Give back exactly the lines running from the line with "Mark one point on every instance of the concrete" to the end of the entries, and only those lines.
---*---
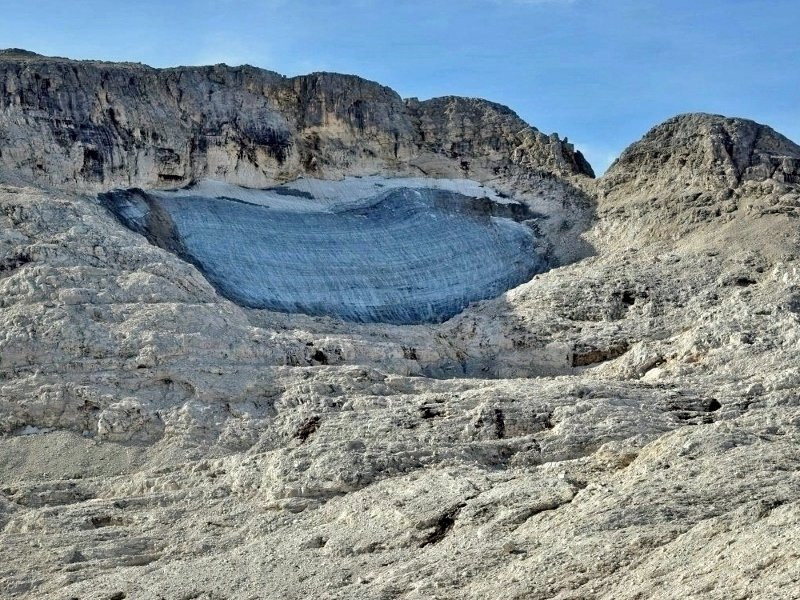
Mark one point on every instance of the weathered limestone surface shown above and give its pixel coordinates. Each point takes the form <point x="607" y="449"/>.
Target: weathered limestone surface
<point x="94" y="125"/>
<point x="626" y="425"/>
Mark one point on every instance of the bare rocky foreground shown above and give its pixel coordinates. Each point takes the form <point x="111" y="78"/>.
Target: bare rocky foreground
<point x="625" y="425"/>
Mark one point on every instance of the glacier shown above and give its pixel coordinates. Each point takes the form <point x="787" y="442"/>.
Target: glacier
<point x="372" y="249"/>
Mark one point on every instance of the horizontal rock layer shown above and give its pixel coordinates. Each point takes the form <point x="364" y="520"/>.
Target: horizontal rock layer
<point x="93" y="125"/>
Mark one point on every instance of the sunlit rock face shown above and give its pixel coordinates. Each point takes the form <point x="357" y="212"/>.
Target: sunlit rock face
<point x="403" y="251"/>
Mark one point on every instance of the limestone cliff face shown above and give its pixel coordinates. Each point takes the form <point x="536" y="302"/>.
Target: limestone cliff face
<point x="706" y="152"/>
<point x="697" y="172"/>
<point x="94" y="125"/>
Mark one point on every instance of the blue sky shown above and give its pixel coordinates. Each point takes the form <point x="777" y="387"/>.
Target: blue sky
<point x="601" y="72"/>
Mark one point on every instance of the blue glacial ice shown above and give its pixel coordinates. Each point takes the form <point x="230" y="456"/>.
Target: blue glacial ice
<point x="399" y="251"/>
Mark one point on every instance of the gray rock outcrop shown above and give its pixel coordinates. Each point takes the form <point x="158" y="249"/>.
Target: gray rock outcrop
<point x="92" y="125"/>
<point x="623" y="426"/>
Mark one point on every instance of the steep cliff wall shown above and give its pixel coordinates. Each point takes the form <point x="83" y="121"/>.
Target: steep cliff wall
<point x="93" y="125"/>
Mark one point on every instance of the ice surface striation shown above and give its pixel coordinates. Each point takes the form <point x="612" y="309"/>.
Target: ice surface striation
<point x="366" y="251"/>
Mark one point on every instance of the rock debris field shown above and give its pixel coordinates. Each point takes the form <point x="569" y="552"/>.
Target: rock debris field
<point x="270" y="337"/>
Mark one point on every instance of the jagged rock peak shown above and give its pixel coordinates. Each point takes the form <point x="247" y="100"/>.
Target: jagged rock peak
<point x="93" y="125"/>
<point x="708" y="152"/>
<point x="462" y="125"/>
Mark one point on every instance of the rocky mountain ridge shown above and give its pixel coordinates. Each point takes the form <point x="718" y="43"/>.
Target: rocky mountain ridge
<point x="622" y="426"/>
<point x="94" y="125"/>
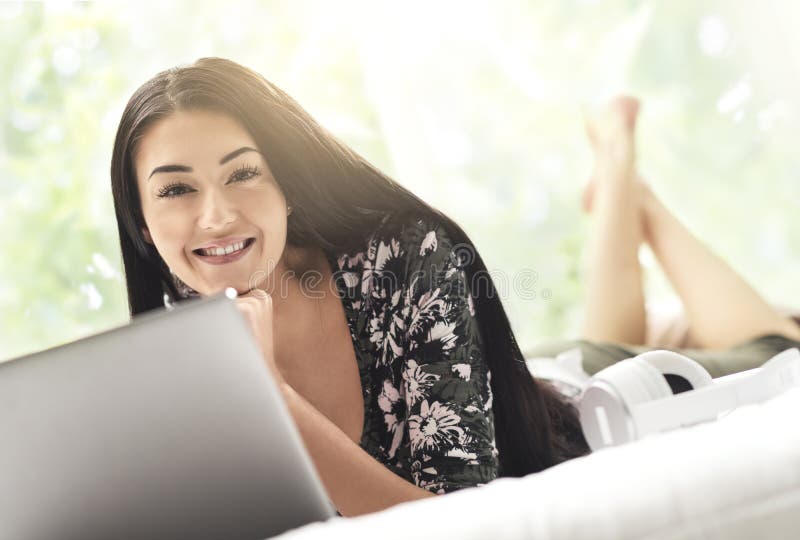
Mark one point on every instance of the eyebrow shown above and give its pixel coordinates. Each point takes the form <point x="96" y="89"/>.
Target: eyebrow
<point x="184" y="168"/>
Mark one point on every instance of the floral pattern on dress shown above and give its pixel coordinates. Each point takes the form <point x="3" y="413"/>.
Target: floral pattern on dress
<point x="426" y="386"/>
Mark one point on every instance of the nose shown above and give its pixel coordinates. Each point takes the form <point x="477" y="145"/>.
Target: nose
<point x="216" y="211"/>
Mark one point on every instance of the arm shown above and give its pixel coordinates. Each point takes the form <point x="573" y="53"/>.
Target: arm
<point x="449" y="419"/>
<point x="356" y="483"/>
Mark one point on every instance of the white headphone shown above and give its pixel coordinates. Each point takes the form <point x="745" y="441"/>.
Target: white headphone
<point x="632" y="398"/>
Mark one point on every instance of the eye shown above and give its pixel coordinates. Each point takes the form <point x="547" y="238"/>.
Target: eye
<point x="243" y="173"/>
<point x="173" y="190"/>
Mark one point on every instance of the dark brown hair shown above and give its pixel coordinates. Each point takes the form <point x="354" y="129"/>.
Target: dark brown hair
<point x="336" y="195"/>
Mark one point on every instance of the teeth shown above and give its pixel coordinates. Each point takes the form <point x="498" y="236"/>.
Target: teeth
<point x="217" y="251"/>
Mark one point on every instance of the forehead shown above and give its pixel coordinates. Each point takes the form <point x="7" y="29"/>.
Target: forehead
<point x="193" y="138"/>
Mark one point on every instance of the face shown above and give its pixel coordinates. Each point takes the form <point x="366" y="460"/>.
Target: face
<point x="210" y="204"/>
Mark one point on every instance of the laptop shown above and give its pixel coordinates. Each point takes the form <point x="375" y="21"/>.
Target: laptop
<point x="167" y="428"/>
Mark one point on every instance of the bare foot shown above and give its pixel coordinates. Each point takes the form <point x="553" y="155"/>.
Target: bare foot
<point x="611" y="132"/>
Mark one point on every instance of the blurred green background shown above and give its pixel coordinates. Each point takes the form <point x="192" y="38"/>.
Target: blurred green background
<point x="475" y="106"/>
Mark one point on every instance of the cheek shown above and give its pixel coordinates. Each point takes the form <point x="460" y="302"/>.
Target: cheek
<point x="169" y="231"/>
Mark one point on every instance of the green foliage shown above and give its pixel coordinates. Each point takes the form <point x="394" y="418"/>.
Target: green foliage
<point x="476" y="107"/>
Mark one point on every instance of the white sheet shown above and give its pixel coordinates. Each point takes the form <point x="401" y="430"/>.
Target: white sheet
<point x="737" y="478"/>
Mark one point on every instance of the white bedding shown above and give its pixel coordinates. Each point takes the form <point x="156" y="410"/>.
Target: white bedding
<point x="737" y="478"/>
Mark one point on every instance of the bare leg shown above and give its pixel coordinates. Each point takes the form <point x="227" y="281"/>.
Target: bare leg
<point x="722" y="309"/>
<point x="615" y="302"/>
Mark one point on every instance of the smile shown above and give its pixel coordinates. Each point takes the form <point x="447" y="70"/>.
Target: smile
<point x="223" y="255"/>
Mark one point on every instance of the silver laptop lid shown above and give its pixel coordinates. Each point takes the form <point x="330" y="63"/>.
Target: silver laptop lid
<point x="167" y="428"/>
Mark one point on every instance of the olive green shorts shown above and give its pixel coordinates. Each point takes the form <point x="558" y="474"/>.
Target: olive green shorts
<point x="597" y="355"/>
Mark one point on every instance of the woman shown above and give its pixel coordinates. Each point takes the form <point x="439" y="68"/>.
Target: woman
<point x="731" y="327"/>
<point x="374" y="312"/>
<point x="404" y="382"/>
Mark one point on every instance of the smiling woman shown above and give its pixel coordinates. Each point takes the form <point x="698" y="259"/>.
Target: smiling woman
<point x="205" y="210"/>
<point x="407" y="380"/>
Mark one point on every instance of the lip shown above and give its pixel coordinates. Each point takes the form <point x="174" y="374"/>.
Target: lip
<point x="223" y="242"/>
<point x="228" y="257"/>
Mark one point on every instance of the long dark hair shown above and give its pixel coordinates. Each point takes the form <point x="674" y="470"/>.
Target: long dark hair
<point x="337" y="196"/>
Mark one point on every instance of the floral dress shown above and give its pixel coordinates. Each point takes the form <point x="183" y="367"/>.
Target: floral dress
<point x="427" y="399"/>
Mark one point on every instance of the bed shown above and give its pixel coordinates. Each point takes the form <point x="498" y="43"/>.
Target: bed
<point x="736" y="478"/>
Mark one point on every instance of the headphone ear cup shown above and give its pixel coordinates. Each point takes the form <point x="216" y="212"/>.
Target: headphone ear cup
<point x="606" y="403"/>
<point x="657" y="385"/>
<point x="627" y="381"/>
<point x="672" y="363"/>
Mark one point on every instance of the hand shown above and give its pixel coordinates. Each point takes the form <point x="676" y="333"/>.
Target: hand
<point x="256" y="306"/>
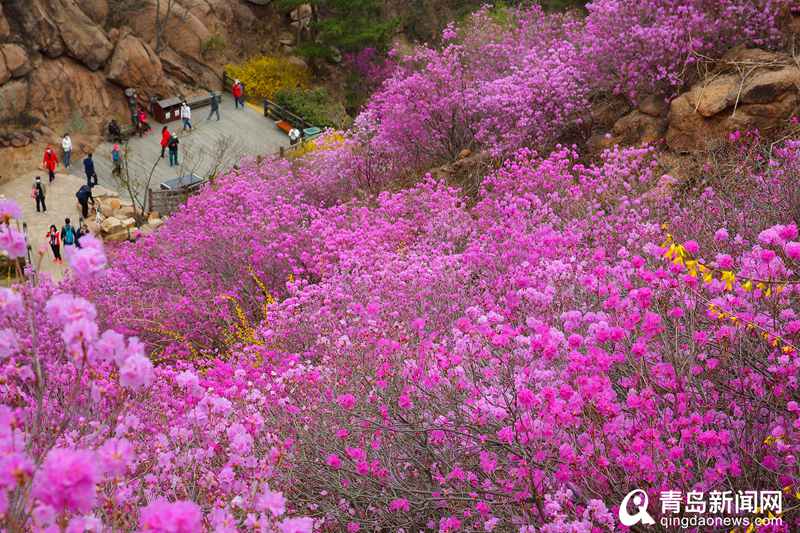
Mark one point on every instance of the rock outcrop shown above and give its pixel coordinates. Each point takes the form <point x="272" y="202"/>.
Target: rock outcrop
<point x="135" y="64"/>
<point x="751" y="89"/>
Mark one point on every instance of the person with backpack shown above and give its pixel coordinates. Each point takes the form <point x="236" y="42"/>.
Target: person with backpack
<point x="83" y="195"/>
<point x="67" y="236"/>
<point x="116" y="161"/>
<point x="173" y="150"/>
<point x="144" y="126"/>
<point x="38" y="193"/>
<point x="238" y="94"/>
<point x="165" y="135"/>
<point x="186" y="116"/>
<point x="214" y="106"/>
<point x="49" y="162"/>
<point x="88" y="168"/>
<point x="66" y="146"/>
<point x="114" y="131"/>
<point x="54" y="238"/>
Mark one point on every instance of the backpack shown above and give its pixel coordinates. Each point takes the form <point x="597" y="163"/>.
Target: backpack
<point x="69" y="235"/>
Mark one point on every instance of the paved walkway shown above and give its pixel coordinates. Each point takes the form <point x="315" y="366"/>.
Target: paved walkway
<point x="212" y="145"/>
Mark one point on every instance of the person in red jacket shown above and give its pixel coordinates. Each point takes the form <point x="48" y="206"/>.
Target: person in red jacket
<point x="238" y="93"/>
<point x="49" y="161"/>
<point x="54" y="238"/>
<point x="165" y="137"/>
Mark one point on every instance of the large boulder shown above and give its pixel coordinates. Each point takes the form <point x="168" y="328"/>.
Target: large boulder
<point x="13" y="100"/>
<point x="634" y="129"/>
<point x="135" y="64"/>
<point x="16" y="60"/>
<point x="36" y="25"/>
<point x="762" y="98"/>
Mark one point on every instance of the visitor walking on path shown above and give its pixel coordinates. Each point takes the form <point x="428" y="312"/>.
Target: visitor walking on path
<point x="214" y="106"/>
<point x="67" y="237"/>
<point x="54" y="238"/>
<point x="238" y="94"/>
<point x="114" y="131"/>
<point x="88" y="168"/>
<point x="186" y="116"/>
<point x="116" y="161"/>
<point x="39" y="193"/>
<point x="173" y="151"/>
<point x="83" y="195"/>
<point x="49" y="162"/>
<point x="66" y="147"/>
<point x="165" y="135"/>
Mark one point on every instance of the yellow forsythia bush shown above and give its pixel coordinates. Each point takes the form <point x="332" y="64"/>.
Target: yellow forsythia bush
<point x="263" y="76"/>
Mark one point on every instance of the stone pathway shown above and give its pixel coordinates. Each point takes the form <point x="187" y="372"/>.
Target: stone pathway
<point x="61" y="203"/>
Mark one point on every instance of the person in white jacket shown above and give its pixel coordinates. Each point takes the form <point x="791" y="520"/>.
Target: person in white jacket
<point x="186" y="115"/>
<point x="66" y="146"/>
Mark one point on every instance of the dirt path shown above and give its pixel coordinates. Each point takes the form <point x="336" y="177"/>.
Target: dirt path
<point x="61" y="203"/>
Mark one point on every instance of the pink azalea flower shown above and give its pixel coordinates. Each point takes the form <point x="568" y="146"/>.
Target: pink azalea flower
<point x="274" y="502"/>
<point x="296" y="525"/>
<point x="136" y="372"/>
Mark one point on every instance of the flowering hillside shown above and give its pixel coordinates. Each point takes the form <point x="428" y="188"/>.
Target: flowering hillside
<point x="337" y="358"/>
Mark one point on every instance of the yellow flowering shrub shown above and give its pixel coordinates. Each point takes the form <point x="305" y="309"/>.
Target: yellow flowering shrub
<point x="263" y="76"/>
<point x="326" y="141"/>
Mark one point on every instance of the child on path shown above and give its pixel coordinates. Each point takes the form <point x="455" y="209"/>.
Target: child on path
<point x="66" y="146"/>
<point x="165" y="135"/>
<point x="186" y="116"/>
<point x="214" y="106"/>
<point x="116" y="160"/>
<point x="49" y="161"/>
<point x="88" y="168"/>
<point x="54" y="238"/>
<point x="38" y="193"/>
<point x="84" y="195"/>
<point x="173" y="151"/>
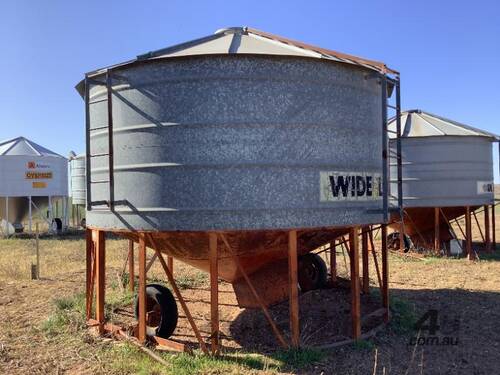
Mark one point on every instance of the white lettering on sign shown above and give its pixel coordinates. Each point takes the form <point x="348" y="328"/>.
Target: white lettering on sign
<point x="484" y="187"/>
<point x="349" y="186"/>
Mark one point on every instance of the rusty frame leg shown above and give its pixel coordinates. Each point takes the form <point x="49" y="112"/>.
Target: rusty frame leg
<point x="364" y="256"/>
<point x="170" y="264"/>
<point x="478" y="225"/>
<point x="487" y="228"/>
<point x="90" y="272"/>
<point x="451" y="228"/>
<point x="493" y="229"/>
<point x="131" y="273"/>
<point x="468" y="234"/>
<point x="385" y="274"/>
<point x="437" y="246"/>
<point x="275" y="329"/>
<point x="375" y="260"/>
<point x="355" y="299"/>
<point x="214" y="292"/>
<point x="293" y="288"/>
<point x="99" y="240"/>
<point x="141" y="333"/>
<point x="178" y="294"/>
<point x="402" y="235"/>
<point x="333" y="260"/>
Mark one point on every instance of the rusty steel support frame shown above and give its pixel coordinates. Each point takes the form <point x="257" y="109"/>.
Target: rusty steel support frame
<point x="451" y="228"/>
<point x="487" y="238"/>
<point x="385" y="274"/>
<point x="468" y="234"/>
<point x="333" y="260"/>
<point x="141" y="333"/>
<point x="375" y="260"/>
<point x="493" y="229"/>
<point x="98" y="238"/>
<point x="214" y="292"/>
<point x="355" y="298"/>
<point x="131" y="272"/>
<point x="90" y="272"/>
<point x="437" y="245"/>
<point x="170" y="264"/>
<point x="478" y="225"/>
<point x="293" y="288"/>
<point x="364" y="256"/>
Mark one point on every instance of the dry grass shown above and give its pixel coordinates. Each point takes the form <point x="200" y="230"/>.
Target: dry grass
<point x="30" y="343"/>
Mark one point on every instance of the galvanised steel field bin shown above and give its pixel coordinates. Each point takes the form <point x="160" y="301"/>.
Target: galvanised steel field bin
<point x="33" y="180"/>
<point x="236" y="153"/>
<point x="447" y="172"/>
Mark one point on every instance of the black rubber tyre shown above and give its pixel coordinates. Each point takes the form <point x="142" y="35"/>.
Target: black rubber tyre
<point x="312" y="272"/>
<point x="162" y="308"/>
<point x="393" y="242"/>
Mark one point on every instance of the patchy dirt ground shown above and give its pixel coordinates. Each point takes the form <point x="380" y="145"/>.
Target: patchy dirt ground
<point x="465" y="297"/>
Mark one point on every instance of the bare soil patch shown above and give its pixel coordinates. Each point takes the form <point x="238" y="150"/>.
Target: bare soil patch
<point x="463" y="292"/>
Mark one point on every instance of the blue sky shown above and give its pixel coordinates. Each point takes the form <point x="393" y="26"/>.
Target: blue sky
<point x="448" y="52"/>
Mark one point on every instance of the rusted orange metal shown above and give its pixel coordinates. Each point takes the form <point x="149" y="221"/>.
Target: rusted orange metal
<point x="141" y="335"/>
<point x="293" y="285"/>
<point x="214" y="291"/>
<point x="131" y="274"/>
<point x="422" y="231"/>
<point x="355" y="299"/>
<point x="100" y="277"/>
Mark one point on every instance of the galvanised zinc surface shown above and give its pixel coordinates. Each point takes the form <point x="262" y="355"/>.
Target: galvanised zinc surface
<point x="235" y="142"/>
<point x="444" y="171"/>
<point x="78" y="182"/>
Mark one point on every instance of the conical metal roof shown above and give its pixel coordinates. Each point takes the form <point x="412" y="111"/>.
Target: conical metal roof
<point x="245" y="40"/>
<point x="22" y="146"/>
<point x="417" y="123"/>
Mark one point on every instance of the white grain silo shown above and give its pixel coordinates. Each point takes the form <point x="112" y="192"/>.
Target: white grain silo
<point x="34" y="181"/>
<point x="447" y="173"/>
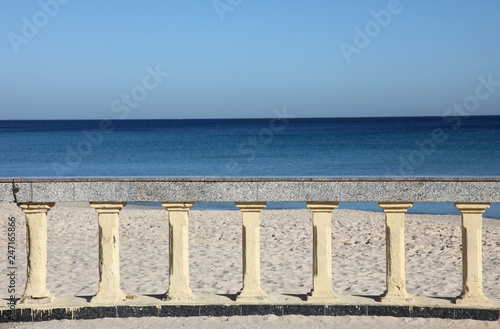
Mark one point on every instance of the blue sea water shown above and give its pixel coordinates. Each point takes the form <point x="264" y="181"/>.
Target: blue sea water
<point x="324" y="147"/>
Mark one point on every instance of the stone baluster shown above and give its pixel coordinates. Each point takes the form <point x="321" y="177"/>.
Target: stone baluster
<point x="178" y="221"/>
<point x="395" y="253"/>
<point x="472" y="260"/>
<point x="322" y="251"/>
<point x="36" y="235"/>
<point x="109" y="290"/>
<point x="251" y="290"/>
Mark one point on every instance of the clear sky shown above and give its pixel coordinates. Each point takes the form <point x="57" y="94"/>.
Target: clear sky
<point x="88" y="59"/>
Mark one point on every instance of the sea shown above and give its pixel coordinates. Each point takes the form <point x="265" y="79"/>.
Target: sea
<point x="272" y="147"/>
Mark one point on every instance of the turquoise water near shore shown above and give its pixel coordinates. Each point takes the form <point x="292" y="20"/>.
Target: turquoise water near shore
<point x="305" y="147"/>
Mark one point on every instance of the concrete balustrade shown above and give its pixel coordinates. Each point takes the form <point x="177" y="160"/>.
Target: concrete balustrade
<point x="36" y="237"/>
<point x="178" y="222"/>
<point x="322" y="251"/>
<point x="472" y="259"/>
<point x="109" y="252"/>
<point x="108" y="196"/>
<point x="395" y="253"/>
<point x="251" y="290"/>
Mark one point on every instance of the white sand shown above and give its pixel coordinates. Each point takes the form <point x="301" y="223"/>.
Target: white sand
<point x="433" y="262"/>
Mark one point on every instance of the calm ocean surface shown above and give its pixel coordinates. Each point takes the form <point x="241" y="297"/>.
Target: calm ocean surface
<point x="423" y="146"/>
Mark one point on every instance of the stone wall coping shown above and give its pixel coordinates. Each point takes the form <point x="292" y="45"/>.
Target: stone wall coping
<point x="252" y="189"/>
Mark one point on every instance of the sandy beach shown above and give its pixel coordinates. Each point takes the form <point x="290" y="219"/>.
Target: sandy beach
<point x="433" y="260"/>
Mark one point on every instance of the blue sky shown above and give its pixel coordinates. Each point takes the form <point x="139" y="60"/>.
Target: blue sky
<point x="78" y="59"/>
---*---
### Solved problem
Mark one point on every instance of the concrete balustrade shown above and give its pixel coordinates. Each point takes the form <point x="177" y="160"/>.
Target: concrete balustrade
<point x="36" y="237"/>
<point x="178" y="222"/>
<point x="322" y="251"/>
<point x="472" y="259"/>
<point x="109" y="252"/>
<point x="108" y="196"/>
<point x="395" y="253"/>
<point x="251" y="290"/>
Mark one point on every instance of the white sand shown above and give its pixel coordinates. Each point takes the form <point x="301" y="223"/>.
Target: white sand
<point x="433" y="262"/>
Mark one point on every instance of the calm ocean surface shown above and give its pixel coordinates. Each point takes the form <point x="241" y="297"/>.
Target: calm ocean surface
<point x="423" y="146"/>
Mark one point on every instance of the stone wall coping shown above and give its pixel coordinates. Each point takes the form <point x="292" y="45"/>.
Target: stone wall coping
<point x="252" y="189"/>
Mark one point on every instance of the sandy beach shown above and give its pixel coordinates. Each point takes the form <point x="290" y="219"/>.
Target: sandy beach
<point x="433" y="260"/>
Mark one point on every instance of the blue sky shown above and give its pixel coordinates. Each point takes the form <point x="139" y="60"/>.
Target: blue sky
<point x="78" y="59"/>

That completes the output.